Here are some records. Copy each one exactly.

● ● ● ● ●

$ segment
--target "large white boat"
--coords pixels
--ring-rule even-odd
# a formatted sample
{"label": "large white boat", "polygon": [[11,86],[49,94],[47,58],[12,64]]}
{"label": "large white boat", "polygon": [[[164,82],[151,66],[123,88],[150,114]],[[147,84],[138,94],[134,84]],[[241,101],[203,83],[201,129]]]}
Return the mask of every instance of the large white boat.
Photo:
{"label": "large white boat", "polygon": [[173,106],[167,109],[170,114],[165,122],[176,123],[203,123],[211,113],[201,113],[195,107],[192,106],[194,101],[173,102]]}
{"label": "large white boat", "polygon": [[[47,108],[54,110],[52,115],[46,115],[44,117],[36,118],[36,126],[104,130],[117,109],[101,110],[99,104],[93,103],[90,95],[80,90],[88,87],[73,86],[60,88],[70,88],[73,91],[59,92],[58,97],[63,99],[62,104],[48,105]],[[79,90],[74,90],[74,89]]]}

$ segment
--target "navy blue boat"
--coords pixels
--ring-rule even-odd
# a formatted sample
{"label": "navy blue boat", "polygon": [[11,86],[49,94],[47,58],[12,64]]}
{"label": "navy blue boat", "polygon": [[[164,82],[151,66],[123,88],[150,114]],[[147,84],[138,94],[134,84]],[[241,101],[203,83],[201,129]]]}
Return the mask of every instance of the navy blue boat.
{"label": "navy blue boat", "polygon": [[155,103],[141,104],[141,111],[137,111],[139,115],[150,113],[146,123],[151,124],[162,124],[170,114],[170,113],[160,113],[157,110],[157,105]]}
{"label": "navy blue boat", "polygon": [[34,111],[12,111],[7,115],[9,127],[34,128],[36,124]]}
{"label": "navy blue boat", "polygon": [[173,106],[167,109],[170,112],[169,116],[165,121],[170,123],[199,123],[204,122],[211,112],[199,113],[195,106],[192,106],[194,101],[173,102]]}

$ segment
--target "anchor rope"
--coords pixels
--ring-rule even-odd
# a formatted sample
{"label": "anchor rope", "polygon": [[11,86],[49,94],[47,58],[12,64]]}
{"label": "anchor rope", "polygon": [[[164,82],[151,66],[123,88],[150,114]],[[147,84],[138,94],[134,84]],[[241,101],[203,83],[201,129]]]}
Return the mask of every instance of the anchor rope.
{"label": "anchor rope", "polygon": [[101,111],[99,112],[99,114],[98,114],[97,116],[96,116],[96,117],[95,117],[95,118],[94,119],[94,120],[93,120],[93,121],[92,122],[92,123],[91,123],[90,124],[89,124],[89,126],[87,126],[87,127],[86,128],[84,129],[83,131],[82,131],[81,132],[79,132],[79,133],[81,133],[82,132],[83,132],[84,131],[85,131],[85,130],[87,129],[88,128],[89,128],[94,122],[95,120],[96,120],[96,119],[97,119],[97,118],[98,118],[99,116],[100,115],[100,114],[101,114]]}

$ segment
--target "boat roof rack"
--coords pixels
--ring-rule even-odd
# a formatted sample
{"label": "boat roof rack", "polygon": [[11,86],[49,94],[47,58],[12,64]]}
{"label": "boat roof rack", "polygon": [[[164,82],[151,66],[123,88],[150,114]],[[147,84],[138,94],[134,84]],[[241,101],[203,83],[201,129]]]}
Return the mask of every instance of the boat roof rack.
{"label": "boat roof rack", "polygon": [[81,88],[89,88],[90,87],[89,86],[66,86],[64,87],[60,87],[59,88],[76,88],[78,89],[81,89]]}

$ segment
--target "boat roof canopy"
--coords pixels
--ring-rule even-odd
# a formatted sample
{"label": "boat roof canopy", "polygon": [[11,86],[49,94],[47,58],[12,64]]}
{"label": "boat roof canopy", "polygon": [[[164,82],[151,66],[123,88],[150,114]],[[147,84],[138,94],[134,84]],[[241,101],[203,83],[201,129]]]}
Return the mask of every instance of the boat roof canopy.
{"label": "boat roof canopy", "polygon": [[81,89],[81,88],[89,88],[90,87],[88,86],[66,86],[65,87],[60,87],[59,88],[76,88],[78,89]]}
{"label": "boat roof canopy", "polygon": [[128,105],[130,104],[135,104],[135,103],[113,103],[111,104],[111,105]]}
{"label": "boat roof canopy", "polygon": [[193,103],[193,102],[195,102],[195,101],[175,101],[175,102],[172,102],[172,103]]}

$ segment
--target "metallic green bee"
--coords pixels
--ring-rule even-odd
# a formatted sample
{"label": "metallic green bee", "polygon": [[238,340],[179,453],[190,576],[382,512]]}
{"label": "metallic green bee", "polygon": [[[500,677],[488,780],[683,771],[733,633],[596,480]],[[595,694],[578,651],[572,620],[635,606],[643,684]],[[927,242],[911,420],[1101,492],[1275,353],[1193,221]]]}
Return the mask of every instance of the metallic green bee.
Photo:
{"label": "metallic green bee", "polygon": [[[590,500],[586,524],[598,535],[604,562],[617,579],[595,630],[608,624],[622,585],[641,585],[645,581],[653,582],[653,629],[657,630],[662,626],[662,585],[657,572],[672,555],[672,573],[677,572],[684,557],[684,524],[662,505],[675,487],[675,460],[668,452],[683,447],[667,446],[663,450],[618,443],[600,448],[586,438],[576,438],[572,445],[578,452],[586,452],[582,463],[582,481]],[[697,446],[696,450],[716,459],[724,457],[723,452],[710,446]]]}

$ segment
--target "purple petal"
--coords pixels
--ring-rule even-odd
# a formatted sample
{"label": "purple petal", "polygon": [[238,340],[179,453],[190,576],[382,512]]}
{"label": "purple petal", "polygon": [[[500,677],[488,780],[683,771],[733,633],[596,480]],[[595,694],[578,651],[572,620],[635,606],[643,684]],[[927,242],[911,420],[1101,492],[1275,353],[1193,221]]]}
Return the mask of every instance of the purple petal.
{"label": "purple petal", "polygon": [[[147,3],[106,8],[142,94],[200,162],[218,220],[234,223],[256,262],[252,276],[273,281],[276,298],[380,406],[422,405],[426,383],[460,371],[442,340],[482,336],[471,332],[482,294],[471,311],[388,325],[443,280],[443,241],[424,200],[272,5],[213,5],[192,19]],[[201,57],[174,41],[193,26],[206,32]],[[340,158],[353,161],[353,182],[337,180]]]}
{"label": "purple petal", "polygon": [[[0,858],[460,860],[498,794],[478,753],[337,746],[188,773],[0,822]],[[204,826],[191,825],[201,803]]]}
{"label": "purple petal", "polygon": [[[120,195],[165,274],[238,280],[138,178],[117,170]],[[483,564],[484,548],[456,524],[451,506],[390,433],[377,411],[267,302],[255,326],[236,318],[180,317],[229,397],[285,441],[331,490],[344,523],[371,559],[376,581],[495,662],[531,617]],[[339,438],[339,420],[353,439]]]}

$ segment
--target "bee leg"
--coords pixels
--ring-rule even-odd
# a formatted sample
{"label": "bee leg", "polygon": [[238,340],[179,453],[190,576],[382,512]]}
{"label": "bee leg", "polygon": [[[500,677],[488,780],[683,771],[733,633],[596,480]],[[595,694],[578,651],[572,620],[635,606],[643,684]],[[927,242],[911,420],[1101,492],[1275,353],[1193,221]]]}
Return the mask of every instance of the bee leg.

● ● ● ● ●

### Exercise answer
$ segment
--target "large white boat"
--coords pixels
--ring-rule even-odd
# a formatted sample
{"label": "large white boat", "polygon": [[11,86],[49,94],[47,58],[12,64]]}
{"label": "large white boat", "polygon": [[[164,82],[151,66],[123,88],[150,114]],[[147,84],[138,94],[134,84]],[[241,101],[203,83],[201,129]]]}
Return the mask of every instance of the large white boat.
Photo:
{"label": "large white boat", "polygon": [[173,106],[167,109],[170,114],[165,122],[176,123],[203,123],[211,113],[201,113],[195,107],[192,106],[194,101],[173,102]]}
{"label": "large white boat", "polygon": [[[47,108],[54,110],[52,115],[46,115],[44,117],[36,118],[36,126],[104,130],[117,109],[101,110],[99,104],[93,103],[90,95],[80,90],[88,87],[73,86],[60,88],[70,88],[73,91],[59,92],[58,97],[63,99],[62,104],[48,105]],[[79,90],[74,90],[74,89]]]}

$ segment
--target "navy blue boat"
--coords pixels
--ring-rule even-odd
# a formatted sample
{"label": "navy blue boat", "polygon": [[11,86],[49,94],[47,58],[12,64]]}
{"label": "navy blue boat", "polygon": [[[164,82],[151,66],[123,88],[150,114]],[[147,84],[138,94],[134,84]],[[241,101],[203,83],[201,129]]]}
Return the mask of every instance of the navy blue boat.
{"label": "navy blue boat", "polygon": [[155,103],[141,104],[141,111],[137,111],[139,115],[150,113],[146,123],[151,124],[162,124],[170,114],[170,113],[160,113],[157,110],[157,105]]}
{"label": "navy blue boat", "polygon": [[34,111],[12,111],[7,115],[9,127],[34,128],[36,124]]}
{"label": "navy blue boat", "polygon": [[173,106],[167,109],[170,112],[169,116],[165,121],[170,123],[199,123],[204,122],[211,112],[199,113],[195,106],[192,106],[194,101],[173,102]]}

$ segment
--target "anchor rope"
--coords pixels
--ring-rule even-odd
# a formatted sample
{"label": "anchor rope", "polygon": [[11,86],[49,94],[47,58],[12,64]]}
{"label": "anchor rope", "polygon": [[[164,82],[151,66],[123,88],[150,114]],[[147,84],[138,94],[134,84]],[[241,101],[203,83],[201,129]]]}
Return the mask of every instance of the anchor rope.
{"label": "anchor rope", "polygon": [[101,111],[99,112],[99,114],[98,114],[97,116],[96,116],[96,117],[95,117],[95,118],[94,119],[94,120],[93,120],[93,121],[92,122],[92,123],[91,123],[90,124],[89,124],[89,126],[87,126],[87,127],[86,128],[84,129],[83,131],[82,131],[81,132],[79,132],[79,133],[81,133],[82,132],[83,132],[84,131],[85,131],[85,130],[87,129],[88,128],[89,128],[94,122],[95,120],[96,120],[96,119],[97,119],[97,118],[98,118],[99,116],[100,115],[100,114],[101,114]]}

$ segment
--target "boat roof rack"
--coords pixels
--ring-rule even-odd
# a formatted sample
{"label": "boat roof rack", "polygon": [[11,86],[49,94],[47,58],[12,64]]}
{"label": "boat roof rack", "polygon": [[[164,82],[151,66],[123,88],[150,114]],[[147,84],[138,94],[134,84]],[[241,101],[203,83],[201,129]]]}
Return the mask of every instance of the boat roof rack.
{"label": "boat roof rack", "polygon": [[81,88],[89,88],[90,87],[89,86],[66,86],[64,87],[60,87],[59,88],[76,88],[78,89],[81,89]]}

$ segment
--target "boat roof canopy"
--coords pixels
--ring-rule even-odd
# a formatted sample
{"label": "boat roof canopy", "polygon": [[11,86],[49,94],[47,58],[12,64]]}
{"label": "boat roof canopy", "polygon": [[[164,82],[151,66],[123,88],[150,114]],[[147,84],[138,94],[134,84]],[[241,101],[203,83],[201,129]]]}
Return the mask of every instance of the boat roof canopy.
{"label": "boat roof canopy", "polygon": [[81,89],[81,88],[89,88],[90,87],[88,86],[66,86],[65,87],[60,87],[59,88],[76,88],[78,89]]}
{"label": "boat roof canopy", "polygon": [[128,105],[130,104],[135,104],[135,103],[113,103],[111,104],[111,105]]}
{"label": "boat roof canopy", "polygon": [[193,103],[193,102],[195,102],[195,101],[175,101],[175,102],[172,102],[172,103]]}

$ segment
--target "metallic green bee"
--coords pixels
--ring-rule even-odd
# a formatted sample
{"label": "metallic green bee", "polygon": [[238,340],[179,453],[190,576],[382,512]]}
{"label": "metallic green bee", "polygon": [[[500,677],[488,780],[683,771],[733,633],[596,480]],[[595,694],[578,651],[572,620],[635,606],[643,684]],[[927,242],[911,420],[1101,492],[1275,353],[1193,221]]]}
Return the mask of every instance of the metallic green bee.
Photo:
{"label": "metallic green bee", "polygon": [[[590,500],[586,524],[598,535],[604,562],[617,579],[595,630],[608,624],[622,585],[641,585],[645,581],[653,582],[653,629],[657,630],[662,626],[662,585],[657,572],[672,555],[672,573],[677,572],[684,557],[684,524],[662,505],[675,487],[675,460],[668,452],[683,447],[667,446],[663,450],[618,443],[600,448],[586,438],[576,438],[572,445],[578,452],[586,452],[582,463],[582,481]],[[697,446],[696,450],[716,459],[724,457],[723,452],[710,446]]]}

$ segment
--target "purple petal"
--coords pixels
--ring-rule even-odd
# a formatted sample
{"label": "purple petal", "polygon": [[238,340],[179,453],[190,576],[382,512]]}
{"label": "purple petal", "polygon": [[[500,677],[488,780],[683,771],[733,633],[596,480]],[[595,694],[578,651],[572,620],[635,606],[643,684]],[[927,242],[911,420],[1101,492],[1275,353],[1193,221]]]}
Return the mask of every instance of the purple petal.
{"label": "purple petal", "polygon": [[[147,3],[106,8],[142,94],[200,162],[218,220],[234,223],[256,262],[252,276],[273,281],[276,298],[380,406],[422,405],[426,383],[460,371],[442,340],[482,336],[471,332],[482,294],[471,311],[388,325],[443,280],[443,241],[424,200],[272,5],[213,5],[192,19]],[[201,57],[174,41],[193,26],[206,32]],[[340,158],[353,161],[353,182],[337,180]]]}
{"label": "purple petal", "polygon": [[[0,858],[460,860],[498,794],[478,753],[337,746],[188,773],[0,822]],[[204,826],[191,825],[201,803]]]}
{"label": "purple petal", "polygon": [[[120,195],[165,274],[238,280],[138,178],[117,170]],[[483,564],[484,548],[456,524],[451,506],[390,433],[377,411],[267,302],[255,326],[236,318],[180,317],[229,397],[285,441],[331,490],[344,523],[371,559],[376,581],[495,662],[531,617]],[[339,438],[339,420],[353,439]]]}

$ segment
--target "bee leg"
--coords pixels
--ring-rule even-odd
# a formatted sample
{"label": "bee leg", "polygon": [[238,340],[179,453],[190,576],[382,512]]}
{"label": "bee leg", "polygon": [[[500,677],[488,780],[683,771],[733,633],[596,480]],[[595,694],[578,651],[572,620],[635,606],[643,684]],[[927,242],[911,420],[1101,492],[1275,353],[1193,221]]]}
Return the mask of every instance of the bee leg.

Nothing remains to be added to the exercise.